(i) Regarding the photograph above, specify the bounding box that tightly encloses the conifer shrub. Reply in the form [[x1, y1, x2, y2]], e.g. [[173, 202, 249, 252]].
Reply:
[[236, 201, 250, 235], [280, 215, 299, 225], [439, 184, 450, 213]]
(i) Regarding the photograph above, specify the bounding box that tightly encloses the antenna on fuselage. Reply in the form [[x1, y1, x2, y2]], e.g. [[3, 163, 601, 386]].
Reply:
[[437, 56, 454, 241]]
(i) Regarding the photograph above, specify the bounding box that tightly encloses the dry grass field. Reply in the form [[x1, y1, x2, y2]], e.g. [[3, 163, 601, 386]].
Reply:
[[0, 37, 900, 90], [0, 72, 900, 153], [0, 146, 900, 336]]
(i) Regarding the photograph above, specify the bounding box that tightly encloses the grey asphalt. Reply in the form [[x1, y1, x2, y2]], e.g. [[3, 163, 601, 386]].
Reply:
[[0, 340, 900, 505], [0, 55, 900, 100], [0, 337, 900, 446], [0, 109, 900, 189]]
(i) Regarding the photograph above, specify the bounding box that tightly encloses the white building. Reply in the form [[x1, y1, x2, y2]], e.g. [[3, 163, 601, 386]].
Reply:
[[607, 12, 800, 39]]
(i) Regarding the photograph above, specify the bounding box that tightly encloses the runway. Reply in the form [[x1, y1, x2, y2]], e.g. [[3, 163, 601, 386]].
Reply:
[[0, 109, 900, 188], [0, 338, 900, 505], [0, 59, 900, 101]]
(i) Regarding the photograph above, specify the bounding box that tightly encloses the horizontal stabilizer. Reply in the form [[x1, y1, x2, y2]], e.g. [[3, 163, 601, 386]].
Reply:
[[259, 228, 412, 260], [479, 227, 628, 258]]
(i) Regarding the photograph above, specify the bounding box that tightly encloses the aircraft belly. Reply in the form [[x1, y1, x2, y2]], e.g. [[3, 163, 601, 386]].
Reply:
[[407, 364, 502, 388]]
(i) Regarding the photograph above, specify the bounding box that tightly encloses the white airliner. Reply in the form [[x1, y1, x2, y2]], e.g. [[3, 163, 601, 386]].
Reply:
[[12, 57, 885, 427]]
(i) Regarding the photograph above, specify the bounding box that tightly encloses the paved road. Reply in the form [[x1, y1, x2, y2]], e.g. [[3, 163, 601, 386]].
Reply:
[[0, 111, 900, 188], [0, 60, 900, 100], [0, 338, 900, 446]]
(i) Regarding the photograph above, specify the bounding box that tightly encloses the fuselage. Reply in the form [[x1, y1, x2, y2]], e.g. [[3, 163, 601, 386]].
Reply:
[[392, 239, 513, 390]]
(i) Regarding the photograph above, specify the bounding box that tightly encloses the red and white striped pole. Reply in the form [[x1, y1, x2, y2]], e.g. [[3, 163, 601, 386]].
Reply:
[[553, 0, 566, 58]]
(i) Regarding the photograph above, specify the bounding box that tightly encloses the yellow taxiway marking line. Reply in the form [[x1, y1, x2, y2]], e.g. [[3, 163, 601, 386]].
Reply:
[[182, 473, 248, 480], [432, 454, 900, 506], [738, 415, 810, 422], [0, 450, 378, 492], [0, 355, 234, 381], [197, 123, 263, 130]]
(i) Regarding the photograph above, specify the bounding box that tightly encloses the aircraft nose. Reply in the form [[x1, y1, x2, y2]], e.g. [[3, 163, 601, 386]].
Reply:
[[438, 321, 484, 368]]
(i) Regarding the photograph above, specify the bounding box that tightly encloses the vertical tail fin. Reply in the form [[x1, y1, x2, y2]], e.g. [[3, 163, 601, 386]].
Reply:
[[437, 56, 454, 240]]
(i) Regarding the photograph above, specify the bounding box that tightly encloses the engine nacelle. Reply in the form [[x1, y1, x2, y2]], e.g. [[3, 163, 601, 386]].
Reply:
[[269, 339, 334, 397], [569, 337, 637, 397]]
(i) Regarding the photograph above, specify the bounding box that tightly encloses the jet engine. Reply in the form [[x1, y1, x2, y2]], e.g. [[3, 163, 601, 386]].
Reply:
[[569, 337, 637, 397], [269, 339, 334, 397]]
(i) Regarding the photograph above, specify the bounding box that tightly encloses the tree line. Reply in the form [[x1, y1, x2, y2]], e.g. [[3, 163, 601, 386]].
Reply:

——

What is being asked:
Copy all of the entries above verbatim, from the first line through the last.

Final answer:
(i) Regarding the photograph above, specify the bounding box that tightly encloses the conifer shrub. Reply in the form [[x1, y1, x2, y2]], e.g. [[173, 202, 249, 252]].
Reply:
[[236, 201, 250, 235], [280, 215, 299, 225], [439, 184, 450, 213]]
(i) Regarding the photograph above, specify the bounding box that tightly encloses the antenna on fuselage. Reply in the form [[x1, y1, x2, y2]], e.g. [[3, 163, 601, 386]].
Reply:
[[437, 56, 454, 241]]
(i) Regarding the photograph above, specify the bounding box that tightly encloses the dry grass field. Reply in the form [[x1, y1, x2, y2]], e.g. [[3, 163, 601, 386]].
Reply:
[[0, 37, 900, 90], [0, 72, 900, 153], [0, 146, 900, 336]]
(i) Regarding the photograph above, specify the bounding box that tightly encloses the grey asphalt. Reply in the form [[x1, y1, x2, y2]], e.g. [[3, 163, 601, 386]].
Reply:
[[0, 340, 900, 505], [0, 55, 900, 100], [0, 337, 900, 446], [0, 109, 900, 189]]
(i) Regarding the photograph above, specify the bounding box that tightly encloses the white building. Reply in the form [[x1, y1, x2, y2]], e.g. [[3, 163, 601, 386]].
Reply:
[[607, 12, 800, 39]]
(i) Regarding the photograph above, specify the bounding box that tightly encloses the runway. Reply in the form [[x1, y1, x2, y2]], e.g. [[3, 163, 601, 386]].
Reply:
[[0, 109, 900, 188], [0, 338, 900, 505], [0, 59, 900, 101]]
(i) Regarding the photograph above, specify the bounding box that tightly encloses the horizontal stabilizer. Reply in the form [[x1, y1, x2, y2]], e.g. [[3, 163, 601, 386]].
Reply:
[[259, 228, 412, 260], [479, 227, 628, 258]]
(i) Regarding the photograph above, specify the bounding box that tightly encloses the aircraft belly. Reply in the form [[x1, y1, x2, y2]], e.g. [[3, 163, 601, 386]].
Reply:
[[407, 364, 502, 388]]
(i) Regarding the photograph above, specify the bounding box that tightly encloses the white airliner. Reply in the form [[x1, y1, x2, y2]], e.g. [[3, 163, 601, 386]].
Reply:
[[12, 57, 885, 427]]
(i) Regarding the photograph above, specify the bounding box that tightly encloses the paved road. Reply in the form [[x1, y1, x2, y2]], e.g. [[3, 163, 601, 386]].
Reply:
[[0, 111, 900, 188], [0, 60, 900, 100], [0, 338, 900, 446]]
(i) Regarding the photograph above, specify the bounding box that tightly encloses the fuselage. Reply in the form [[x1, y1, x2, y2]], e.g. [[3, 163, 601, 386]].
Reply:
[[392, 239, 513, 390]]
(i) Regarding the photograph above, specify the bounding box that tightly encloses the red and white striped pole. Reply in the form [[x1, y1, x2, y2]], e.g. [[3, 163, 601, 386]].
Reply:
[[553, 0, 566, 58]]
(i) Regarding the photograph above, specify the bounding box that tightly encloses the yellow taxiway marking line. Reply in the form [[x1, y1, x2, y2]], e.g. [[3, 163, 601, 386]].
Reply:
[[182, 473, 248, 480], [432, 454, 900, 506], [738, 415, 810, 422], [0, 450, 378, 492], [0, 355, 234, 381], [197, 123, 263, 130]]
(i) Regarding the photograph above, specify the bounding box that tightly encloses the aircraft nose. Reply in the form [[x1, y1, x2, y2]], e.g. [[3, 163, 601, 386]].
Reply:
[[438, 321, 484, 368]]
(i) Regarding the photograph above, specify the bounding box that tightly encloses the vertical tail fin. Reply in the form [[x1, y1, x2, y2]], e.g. [[3, 163, 601, 386]].
Reply:
[[437, 56, 454, 240]]
(i) Regarding the photograph above, specify the bounding box that tightly encloses the engine nacelle. Reply in the form [[x1, y1, x2, y2]], e.g. [[3, 163, 601, 386]].
Reply:
[[269, 339, 334, 397], [569, 337, 637, 397]]
(i) Regarding the photograph above, specify the bounding box that tightly encloses the jet engine. Reply in the form [[x1, y1, x2, y2]], e.g. [[3, 163, 601, 386]].
Reply:
[[569, 337, 637, 397], [269, 339, 334, 397]]
(i) Regarding the photograph above, specify the bounding box that tightly encloses the tree line. Reply in the form [[x1, y1, x2, y2]], e.g. [[3, 163, 601, 386]].
Reply:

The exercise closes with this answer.